/---

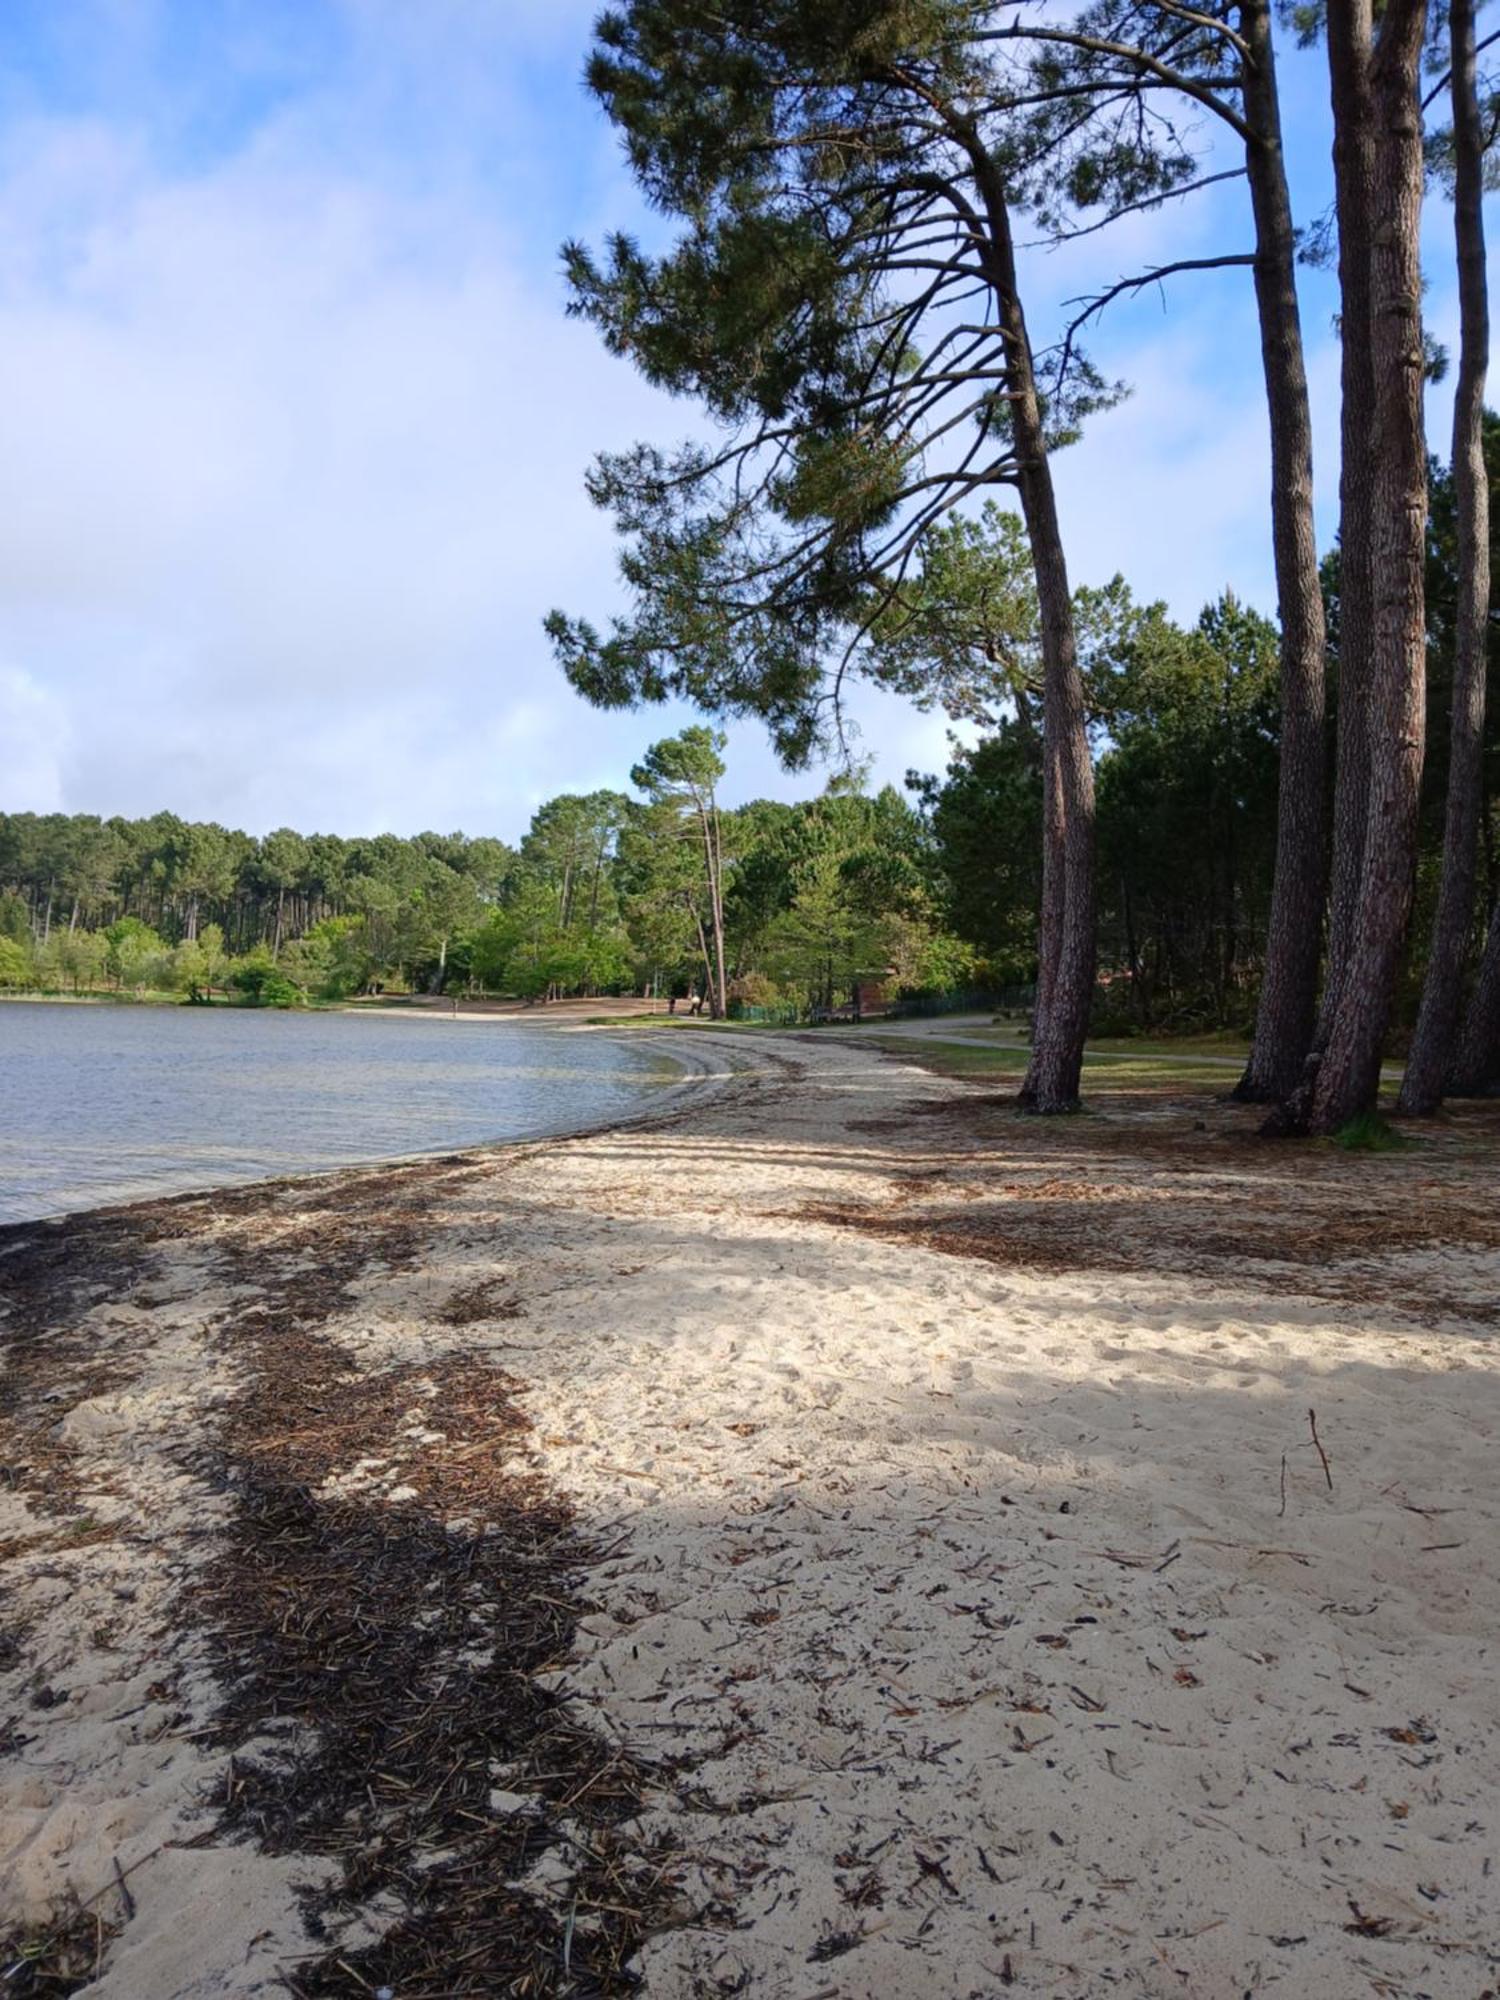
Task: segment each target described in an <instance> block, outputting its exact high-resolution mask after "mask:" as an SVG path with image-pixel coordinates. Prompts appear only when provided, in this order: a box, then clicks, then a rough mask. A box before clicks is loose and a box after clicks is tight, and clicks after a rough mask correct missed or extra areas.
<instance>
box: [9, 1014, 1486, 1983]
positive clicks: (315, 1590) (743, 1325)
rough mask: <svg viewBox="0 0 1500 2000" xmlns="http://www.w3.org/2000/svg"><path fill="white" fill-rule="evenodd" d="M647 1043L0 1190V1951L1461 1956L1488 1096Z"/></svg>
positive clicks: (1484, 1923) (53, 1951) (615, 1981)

\---
/---

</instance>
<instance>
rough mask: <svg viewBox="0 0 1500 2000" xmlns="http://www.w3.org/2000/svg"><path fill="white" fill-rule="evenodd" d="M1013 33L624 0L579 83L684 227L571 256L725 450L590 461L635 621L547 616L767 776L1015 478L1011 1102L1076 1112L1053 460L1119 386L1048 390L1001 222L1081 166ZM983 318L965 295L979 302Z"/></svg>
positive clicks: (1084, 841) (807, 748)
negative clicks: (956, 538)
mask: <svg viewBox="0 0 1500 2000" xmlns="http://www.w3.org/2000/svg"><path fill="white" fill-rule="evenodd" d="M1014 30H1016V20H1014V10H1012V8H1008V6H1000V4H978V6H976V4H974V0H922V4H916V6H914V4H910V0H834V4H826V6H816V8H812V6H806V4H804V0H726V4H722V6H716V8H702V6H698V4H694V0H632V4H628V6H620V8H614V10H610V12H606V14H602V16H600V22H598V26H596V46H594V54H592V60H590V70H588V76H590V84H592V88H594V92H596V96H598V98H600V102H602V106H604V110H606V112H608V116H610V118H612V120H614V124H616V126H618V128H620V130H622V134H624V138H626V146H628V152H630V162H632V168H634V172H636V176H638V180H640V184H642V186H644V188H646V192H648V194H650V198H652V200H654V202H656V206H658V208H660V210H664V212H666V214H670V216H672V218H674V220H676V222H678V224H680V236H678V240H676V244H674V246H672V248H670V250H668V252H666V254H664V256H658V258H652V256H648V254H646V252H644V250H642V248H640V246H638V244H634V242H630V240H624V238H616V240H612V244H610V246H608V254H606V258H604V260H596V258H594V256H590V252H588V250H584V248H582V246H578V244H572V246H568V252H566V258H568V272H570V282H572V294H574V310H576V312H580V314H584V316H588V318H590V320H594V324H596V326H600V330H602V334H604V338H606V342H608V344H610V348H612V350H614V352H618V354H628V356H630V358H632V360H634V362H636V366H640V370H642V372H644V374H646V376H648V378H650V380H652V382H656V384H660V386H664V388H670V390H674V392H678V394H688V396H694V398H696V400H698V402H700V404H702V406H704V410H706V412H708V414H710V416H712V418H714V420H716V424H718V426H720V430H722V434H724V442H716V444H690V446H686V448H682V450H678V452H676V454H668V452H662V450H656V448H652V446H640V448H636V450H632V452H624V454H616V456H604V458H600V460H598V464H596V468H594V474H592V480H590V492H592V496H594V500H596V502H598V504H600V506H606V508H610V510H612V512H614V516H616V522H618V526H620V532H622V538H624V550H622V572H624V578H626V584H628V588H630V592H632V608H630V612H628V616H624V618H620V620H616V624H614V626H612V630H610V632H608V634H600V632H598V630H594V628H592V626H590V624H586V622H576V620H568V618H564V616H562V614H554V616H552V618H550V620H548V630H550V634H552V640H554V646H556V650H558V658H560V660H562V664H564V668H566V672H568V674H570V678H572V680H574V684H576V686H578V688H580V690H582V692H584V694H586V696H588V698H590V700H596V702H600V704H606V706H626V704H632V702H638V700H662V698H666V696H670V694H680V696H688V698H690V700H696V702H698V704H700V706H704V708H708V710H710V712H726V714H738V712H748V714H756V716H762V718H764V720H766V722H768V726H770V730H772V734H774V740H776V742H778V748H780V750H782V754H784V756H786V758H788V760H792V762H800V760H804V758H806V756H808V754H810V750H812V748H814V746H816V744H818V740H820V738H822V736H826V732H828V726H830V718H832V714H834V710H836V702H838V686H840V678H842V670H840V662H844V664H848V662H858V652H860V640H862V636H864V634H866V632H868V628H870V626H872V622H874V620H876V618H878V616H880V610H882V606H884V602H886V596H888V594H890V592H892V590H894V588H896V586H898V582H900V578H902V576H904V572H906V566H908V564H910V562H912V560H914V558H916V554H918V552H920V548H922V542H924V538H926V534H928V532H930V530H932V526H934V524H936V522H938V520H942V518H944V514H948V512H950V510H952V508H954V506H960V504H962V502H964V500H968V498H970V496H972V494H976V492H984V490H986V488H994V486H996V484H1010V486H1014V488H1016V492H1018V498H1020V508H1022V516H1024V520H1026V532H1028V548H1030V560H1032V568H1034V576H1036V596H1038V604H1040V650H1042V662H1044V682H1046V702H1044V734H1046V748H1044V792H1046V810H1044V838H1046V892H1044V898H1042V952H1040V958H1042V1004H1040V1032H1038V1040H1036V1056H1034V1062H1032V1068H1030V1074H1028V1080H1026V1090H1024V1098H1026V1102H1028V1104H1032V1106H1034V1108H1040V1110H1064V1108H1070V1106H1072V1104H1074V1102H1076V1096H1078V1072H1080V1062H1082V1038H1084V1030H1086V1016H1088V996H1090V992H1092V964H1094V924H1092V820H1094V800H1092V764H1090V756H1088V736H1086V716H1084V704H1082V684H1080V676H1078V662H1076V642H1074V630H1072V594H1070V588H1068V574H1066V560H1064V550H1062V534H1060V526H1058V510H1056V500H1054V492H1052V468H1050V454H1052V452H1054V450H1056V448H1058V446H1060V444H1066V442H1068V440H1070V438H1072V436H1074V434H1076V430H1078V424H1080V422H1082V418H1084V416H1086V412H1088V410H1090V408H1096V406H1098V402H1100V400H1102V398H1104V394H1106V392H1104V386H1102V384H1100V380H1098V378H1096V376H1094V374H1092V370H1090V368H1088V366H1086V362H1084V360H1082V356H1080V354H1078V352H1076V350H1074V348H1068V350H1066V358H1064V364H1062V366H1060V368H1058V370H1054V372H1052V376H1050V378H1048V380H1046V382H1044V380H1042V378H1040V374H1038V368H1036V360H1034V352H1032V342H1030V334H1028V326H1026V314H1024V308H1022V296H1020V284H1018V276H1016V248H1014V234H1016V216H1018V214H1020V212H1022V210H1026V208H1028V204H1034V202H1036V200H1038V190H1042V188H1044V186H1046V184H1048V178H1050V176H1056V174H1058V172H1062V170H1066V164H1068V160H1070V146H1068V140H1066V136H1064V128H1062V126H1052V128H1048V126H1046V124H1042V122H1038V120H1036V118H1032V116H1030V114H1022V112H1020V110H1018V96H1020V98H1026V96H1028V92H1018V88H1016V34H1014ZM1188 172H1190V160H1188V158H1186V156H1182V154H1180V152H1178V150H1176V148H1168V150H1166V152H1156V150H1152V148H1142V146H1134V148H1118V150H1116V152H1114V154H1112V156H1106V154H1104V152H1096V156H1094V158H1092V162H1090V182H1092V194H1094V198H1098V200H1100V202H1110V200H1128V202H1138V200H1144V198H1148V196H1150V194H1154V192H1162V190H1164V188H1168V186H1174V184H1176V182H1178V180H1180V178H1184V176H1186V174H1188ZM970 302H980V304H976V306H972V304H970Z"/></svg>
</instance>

\---
/---

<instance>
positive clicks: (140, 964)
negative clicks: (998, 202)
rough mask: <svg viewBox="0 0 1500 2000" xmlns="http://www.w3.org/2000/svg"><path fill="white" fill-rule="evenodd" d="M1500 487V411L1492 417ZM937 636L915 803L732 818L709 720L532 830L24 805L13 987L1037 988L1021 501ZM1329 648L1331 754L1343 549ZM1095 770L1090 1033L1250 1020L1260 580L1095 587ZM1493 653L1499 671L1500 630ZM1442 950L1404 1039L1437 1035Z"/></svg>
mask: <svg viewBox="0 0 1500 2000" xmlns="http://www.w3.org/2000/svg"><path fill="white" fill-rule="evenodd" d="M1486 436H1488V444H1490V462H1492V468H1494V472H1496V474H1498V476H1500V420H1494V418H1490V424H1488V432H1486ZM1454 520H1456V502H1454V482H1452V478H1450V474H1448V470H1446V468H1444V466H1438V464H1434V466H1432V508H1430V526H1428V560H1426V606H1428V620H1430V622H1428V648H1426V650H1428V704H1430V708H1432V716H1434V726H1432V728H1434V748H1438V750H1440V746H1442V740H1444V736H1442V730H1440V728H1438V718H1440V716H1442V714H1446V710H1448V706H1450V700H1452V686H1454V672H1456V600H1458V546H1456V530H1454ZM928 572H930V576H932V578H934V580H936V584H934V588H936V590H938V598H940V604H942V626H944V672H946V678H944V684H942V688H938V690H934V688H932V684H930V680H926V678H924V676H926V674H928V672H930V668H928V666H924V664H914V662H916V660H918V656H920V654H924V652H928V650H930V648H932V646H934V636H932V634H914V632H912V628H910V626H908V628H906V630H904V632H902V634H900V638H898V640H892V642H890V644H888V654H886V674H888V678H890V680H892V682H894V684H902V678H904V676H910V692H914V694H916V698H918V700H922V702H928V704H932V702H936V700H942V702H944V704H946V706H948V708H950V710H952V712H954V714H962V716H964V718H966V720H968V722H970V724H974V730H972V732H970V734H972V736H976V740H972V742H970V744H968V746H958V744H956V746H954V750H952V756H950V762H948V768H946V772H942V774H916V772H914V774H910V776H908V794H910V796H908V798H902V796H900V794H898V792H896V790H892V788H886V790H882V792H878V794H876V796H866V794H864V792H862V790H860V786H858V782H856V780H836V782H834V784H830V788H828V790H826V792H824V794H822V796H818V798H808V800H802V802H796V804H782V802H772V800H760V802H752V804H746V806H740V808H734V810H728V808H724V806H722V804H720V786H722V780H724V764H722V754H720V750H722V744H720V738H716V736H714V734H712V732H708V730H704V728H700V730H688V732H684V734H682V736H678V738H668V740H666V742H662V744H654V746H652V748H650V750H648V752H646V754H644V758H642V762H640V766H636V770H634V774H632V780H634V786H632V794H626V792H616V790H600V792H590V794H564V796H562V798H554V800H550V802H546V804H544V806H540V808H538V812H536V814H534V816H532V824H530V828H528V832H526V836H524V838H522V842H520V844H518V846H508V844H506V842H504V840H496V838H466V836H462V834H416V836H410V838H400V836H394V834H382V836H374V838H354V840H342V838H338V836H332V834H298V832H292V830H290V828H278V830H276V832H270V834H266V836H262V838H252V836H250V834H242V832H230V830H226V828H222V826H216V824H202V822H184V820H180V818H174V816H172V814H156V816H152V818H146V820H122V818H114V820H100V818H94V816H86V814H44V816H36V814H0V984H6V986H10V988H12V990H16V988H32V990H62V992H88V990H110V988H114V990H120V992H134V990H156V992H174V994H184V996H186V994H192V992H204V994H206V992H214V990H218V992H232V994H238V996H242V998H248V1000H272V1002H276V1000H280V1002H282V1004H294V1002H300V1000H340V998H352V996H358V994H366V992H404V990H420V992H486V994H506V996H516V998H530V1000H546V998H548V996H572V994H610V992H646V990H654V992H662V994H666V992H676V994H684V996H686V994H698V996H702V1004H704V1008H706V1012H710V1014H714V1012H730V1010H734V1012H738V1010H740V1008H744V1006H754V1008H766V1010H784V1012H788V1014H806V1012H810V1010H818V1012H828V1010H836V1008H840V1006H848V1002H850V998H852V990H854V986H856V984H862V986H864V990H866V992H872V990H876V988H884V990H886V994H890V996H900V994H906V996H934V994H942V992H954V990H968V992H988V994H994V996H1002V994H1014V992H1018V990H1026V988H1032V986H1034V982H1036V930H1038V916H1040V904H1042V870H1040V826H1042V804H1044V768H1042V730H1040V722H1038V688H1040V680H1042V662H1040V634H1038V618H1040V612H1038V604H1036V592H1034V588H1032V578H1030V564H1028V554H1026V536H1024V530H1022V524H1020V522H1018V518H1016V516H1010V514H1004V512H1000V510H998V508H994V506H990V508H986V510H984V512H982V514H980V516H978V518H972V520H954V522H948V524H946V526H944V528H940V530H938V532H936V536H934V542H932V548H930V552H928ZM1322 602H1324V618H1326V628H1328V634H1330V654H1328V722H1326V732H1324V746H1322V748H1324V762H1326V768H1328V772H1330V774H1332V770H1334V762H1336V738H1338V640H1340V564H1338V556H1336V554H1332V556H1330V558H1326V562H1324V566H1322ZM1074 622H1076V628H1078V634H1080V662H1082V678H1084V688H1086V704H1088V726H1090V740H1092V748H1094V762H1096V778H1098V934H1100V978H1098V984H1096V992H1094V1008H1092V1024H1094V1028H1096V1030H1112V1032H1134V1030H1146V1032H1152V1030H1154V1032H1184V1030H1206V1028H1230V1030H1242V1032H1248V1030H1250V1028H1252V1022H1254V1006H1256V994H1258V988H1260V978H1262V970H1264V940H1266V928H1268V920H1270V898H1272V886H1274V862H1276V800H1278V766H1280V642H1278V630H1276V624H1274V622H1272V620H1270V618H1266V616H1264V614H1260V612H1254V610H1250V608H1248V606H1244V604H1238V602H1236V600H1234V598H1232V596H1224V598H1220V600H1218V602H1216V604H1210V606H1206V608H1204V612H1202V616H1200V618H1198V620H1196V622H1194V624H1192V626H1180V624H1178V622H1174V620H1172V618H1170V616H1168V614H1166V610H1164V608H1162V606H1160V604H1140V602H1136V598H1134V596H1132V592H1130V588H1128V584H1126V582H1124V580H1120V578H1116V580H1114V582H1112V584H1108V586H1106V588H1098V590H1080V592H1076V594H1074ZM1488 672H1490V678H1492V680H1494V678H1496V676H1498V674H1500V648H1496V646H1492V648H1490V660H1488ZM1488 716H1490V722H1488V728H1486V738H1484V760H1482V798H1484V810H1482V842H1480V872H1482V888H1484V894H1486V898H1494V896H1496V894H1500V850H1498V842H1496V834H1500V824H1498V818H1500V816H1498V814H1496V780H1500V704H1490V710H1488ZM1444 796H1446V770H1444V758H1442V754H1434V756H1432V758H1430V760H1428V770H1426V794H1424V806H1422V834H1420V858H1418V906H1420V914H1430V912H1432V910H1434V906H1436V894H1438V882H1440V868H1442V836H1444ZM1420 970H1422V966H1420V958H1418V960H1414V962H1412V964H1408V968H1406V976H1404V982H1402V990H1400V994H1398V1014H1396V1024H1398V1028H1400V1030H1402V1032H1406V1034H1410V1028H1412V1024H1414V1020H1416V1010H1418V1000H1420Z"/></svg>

\---

• EXERCISE DESCRIPTION: Copy every line of the entries above in which "positive" occurs.

• SOLUTION TO THIS EXERCISE:
positive clicks: (315, 1590) (743, 1325)
positive clicks: (1484, 1923) (53, 1951) (615, 1981)
positive clicks: (1084, 841) (807, 748)
positive clicks: (140, 964)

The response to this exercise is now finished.